[Natural language region descriptions]
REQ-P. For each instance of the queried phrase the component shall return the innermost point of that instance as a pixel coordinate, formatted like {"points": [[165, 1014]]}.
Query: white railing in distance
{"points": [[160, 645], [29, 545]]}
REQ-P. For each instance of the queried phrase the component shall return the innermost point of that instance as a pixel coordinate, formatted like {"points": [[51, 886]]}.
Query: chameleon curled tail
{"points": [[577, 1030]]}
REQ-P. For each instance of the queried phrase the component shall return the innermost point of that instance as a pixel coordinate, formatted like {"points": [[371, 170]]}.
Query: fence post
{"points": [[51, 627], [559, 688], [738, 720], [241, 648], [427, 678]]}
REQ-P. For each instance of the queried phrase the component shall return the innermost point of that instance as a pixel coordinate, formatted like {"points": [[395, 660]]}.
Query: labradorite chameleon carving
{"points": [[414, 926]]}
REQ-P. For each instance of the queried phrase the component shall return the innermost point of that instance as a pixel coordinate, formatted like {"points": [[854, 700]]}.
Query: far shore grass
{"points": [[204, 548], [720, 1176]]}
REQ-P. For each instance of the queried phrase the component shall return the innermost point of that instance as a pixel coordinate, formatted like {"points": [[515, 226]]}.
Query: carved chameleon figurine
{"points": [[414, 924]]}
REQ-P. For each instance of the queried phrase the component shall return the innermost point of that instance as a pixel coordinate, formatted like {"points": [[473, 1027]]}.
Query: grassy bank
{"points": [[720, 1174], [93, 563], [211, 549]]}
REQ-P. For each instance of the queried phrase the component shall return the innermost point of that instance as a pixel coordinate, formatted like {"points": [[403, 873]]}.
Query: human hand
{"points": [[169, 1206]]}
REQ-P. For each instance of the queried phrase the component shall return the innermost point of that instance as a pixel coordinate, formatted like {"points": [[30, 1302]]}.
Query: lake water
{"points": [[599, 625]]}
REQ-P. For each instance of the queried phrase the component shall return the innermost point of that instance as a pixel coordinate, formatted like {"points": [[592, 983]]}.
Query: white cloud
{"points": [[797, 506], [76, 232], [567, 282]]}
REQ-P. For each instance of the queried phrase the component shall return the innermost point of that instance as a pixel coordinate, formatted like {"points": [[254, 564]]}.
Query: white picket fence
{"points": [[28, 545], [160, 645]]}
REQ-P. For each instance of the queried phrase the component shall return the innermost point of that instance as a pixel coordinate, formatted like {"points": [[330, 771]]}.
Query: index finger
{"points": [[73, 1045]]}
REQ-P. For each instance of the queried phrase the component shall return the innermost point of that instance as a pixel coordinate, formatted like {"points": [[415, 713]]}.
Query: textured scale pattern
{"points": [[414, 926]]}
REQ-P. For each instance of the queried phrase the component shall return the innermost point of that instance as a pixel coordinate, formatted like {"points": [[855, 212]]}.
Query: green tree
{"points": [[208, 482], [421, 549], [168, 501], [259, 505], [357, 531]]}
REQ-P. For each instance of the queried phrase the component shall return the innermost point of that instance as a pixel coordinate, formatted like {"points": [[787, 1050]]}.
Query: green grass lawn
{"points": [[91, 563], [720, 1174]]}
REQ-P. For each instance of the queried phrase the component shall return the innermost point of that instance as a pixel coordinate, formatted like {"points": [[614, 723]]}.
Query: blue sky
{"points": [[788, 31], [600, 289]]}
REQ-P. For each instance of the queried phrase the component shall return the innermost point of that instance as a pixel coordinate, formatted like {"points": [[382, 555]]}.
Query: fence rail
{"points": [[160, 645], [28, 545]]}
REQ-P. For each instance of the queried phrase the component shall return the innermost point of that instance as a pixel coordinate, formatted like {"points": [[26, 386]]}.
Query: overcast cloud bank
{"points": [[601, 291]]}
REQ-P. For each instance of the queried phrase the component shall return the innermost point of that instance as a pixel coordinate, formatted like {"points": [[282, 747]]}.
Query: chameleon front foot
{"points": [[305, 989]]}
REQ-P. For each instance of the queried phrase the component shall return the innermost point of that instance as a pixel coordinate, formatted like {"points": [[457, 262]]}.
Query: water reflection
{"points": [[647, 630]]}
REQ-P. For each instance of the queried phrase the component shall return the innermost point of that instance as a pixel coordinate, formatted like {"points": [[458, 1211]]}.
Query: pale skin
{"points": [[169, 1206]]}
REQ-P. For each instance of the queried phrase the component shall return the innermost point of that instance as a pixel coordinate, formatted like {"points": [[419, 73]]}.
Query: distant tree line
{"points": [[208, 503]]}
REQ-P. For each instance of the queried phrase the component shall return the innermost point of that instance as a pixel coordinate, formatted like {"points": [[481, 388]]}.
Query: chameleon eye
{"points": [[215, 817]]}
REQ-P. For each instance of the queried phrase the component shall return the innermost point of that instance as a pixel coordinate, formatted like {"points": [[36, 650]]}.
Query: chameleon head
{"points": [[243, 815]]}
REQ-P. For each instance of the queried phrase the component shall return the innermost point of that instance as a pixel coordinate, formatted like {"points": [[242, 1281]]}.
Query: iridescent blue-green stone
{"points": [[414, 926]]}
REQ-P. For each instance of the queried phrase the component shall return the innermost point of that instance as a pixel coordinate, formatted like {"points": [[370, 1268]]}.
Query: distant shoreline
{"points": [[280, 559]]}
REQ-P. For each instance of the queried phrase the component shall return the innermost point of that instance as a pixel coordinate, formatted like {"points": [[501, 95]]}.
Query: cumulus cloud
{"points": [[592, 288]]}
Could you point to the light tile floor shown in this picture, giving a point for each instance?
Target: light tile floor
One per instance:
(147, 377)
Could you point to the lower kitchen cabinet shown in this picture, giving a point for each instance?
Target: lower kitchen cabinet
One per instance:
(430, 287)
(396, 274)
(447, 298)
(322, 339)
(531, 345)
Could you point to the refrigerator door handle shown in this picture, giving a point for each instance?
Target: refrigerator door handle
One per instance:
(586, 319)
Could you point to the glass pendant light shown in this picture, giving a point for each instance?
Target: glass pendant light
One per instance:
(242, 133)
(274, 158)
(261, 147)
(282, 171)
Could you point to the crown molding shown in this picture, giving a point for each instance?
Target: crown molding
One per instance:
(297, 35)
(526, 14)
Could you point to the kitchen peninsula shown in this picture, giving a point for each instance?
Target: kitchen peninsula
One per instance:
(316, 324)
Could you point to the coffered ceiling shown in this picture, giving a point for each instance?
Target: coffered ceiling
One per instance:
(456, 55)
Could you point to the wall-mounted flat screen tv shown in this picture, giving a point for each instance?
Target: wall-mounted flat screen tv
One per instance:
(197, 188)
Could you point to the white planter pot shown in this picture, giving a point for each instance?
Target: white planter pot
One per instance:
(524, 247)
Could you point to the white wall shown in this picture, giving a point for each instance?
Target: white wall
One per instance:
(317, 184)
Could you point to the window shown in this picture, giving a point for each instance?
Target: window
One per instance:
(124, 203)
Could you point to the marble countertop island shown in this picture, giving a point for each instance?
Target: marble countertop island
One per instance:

-- What to do --
"refrigerator" is the string to look for; please copy every line of the records above where it appears.

-- Final answer --
Could you point to the refrigerator door handle shown in this picture, giving a point for each instance?
Target: refrigerator door handle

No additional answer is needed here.